Dataset excerpt
____________________

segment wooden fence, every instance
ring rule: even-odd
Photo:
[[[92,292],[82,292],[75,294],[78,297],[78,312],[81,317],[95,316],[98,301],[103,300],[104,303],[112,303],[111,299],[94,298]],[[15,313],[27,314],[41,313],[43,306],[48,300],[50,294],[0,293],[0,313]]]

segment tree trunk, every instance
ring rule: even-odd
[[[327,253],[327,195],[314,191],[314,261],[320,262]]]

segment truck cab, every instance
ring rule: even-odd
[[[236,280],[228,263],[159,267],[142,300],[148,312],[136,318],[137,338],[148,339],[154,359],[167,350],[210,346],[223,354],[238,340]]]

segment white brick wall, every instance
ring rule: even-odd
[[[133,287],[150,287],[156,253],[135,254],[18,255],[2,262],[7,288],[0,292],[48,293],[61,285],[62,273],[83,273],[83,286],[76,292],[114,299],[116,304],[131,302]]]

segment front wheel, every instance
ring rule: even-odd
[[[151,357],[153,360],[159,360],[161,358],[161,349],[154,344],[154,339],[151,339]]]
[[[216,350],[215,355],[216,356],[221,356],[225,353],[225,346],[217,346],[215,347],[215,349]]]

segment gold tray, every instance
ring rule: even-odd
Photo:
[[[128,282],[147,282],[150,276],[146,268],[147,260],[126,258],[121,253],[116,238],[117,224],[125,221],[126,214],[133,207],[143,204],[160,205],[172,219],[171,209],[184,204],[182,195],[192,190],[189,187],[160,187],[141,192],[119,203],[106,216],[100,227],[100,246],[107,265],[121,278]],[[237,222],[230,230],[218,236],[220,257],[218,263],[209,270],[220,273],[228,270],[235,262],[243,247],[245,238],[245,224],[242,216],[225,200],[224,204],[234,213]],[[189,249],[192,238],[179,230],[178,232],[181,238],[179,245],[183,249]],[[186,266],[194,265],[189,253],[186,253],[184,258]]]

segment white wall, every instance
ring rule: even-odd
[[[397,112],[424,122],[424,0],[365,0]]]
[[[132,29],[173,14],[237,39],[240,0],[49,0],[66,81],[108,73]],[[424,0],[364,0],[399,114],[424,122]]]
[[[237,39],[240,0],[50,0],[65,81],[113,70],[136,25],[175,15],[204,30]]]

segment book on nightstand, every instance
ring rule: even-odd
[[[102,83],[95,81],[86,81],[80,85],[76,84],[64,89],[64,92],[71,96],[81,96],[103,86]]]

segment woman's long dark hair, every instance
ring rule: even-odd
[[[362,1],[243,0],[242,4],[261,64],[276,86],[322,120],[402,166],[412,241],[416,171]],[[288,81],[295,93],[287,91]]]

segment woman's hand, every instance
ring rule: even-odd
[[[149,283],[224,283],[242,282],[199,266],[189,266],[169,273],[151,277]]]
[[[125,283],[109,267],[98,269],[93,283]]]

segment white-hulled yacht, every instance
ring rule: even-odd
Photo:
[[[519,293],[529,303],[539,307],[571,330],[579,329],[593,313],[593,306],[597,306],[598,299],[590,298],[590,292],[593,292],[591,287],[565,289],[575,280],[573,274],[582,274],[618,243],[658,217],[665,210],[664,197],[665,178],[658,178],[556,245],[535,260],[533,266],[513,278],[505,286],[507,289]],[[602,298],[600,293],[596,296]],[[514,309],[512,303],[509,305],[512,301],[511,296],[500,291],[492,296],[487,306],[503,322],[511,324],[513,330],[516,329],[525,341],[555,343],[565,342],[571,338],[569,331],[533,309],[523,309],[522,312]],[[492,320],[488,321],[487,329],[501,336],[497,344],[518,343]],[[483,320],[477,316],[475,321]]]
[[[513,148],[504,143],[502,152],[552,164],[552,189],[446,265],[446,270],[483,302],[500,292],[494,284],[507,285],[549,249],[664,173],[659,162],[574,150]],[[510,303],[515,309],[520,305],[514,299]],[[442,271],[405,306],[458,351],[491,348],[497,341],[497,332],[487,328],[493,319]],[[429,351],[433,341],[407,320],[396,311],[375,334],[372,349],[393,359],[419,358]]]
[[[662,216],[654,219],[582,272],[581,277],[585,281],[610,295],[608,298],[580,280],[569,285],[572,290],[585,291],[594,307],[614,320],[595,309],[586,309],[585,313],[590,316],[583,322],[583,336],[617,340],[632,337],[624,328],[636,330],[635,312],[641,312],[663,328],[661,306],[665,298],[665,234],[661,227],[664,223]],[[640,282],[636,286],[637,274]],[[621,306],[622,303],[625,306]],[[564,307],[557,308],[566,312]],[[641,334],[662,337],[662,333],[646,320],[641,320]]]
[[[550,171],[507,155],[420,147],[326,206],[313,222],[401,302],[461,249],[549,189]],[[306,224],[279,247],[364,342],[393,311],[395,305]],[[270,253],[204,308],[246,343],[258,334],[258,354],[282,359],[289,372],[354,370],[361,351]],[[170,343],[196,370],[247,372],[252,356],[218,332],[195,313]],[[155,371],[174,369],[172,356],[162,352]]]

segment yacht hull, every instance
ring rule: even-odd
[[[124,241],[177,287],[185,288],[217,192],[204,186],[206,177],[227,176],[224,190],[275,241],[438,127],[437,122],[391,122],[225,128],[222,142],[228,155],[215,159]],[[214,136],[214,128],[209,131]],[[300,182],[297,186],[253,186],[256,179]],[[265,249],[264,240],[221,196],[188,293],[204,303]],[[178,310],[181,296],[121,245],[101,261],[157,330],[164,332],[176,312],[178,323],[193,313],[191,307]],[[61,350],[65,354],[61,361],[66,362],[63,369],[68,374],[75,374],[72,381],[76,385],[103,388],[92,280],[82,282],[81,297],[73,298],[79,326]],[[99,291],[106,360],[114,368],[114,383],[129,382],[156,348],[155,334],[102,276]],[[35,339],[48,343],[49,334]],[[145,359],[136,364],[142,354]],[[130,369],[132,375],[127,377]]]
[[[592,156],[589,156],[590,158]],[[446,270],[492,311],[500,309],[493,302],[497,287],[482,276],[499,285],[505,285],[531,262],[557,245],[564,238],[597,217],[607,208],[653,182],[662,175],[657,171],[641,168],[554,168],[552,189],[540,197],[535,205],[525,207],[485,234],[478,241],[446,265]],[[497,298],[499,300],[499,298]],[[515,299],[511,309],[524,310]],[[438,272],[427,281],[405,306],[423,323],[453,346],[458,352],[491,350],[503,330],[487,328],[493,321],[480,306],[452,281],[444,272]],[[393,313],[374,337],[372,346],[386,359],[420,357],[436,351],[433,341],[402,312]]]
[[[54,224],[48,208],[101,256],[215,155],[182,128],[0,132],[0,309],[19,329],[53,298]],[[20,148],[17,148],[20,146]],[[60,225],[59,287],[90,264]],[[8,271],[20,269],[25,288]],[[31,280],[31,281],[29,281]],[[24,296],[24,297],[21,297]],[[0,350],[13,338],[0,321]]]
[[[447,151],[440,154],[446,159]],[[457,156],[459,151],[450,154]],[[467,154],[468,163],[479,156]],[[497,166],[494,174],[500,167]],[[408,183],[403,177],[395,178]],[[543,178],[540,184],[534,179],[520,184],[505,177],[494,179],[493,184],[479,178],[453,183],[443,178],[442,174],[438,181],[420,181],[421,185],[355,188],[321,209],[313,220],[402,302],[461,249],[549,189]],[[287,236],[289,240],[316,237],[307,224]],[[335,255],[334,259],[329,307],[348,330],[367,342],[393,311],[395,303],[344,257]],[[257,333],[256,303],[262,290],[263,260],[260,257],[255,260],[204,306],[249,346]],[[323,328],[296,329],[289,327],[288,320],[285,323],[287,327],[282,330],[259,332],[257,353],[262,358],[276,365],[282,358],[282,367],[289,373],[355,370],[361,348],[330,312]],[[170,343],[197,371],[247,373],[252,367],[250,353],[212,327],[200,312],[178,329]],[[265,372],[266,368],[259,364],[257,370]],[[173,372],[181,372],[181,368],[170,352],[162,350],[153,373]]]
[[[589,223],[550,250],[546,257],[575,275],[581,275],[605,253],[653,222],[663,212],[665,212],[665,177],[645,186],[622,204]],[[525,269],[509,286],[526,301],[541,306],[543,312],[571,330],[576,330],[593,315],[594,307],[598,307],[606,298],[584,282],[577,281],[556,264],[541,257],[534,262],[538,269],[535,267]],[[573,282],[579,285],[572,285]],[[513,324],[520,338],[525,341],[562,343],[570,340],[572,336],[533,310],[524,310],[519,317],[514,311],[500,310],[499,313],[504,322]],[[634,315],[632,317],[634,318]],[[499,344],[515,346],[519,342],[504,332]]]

____________________

Starting at the line that contains "segment book on nightstand, every instance" and stopping after the line that contains "[[[125,283],[109,267],[98,269],[93,283]]]", write out those lines again with "nightstand" replaced by "bedside table". Leave everything else unchanged.

segment book on bedside table, every instance
ring rule: even-odd
[[[102,83],[95,81],[86,81],[80,85],[76,84],[64,89],[64,92],[71,96],[81,96],[103,86]]]

segment woman's long dark hair, every instance
ring rule: even-odd
[[[362,1],[243,0],[242,4],[261,64],[276,86],[322,120],[402,166],[412,241],[416,171]],[[288,81],[295,93],[287,91]]]

segment woman's hand, every instance
ring rule: even-odd
[[[149,283],[224,283],[242,282],[199,266],[189,266],[169,273],[151,277]]]
[[[125,283],[109,267],[98,269],[93,283]]]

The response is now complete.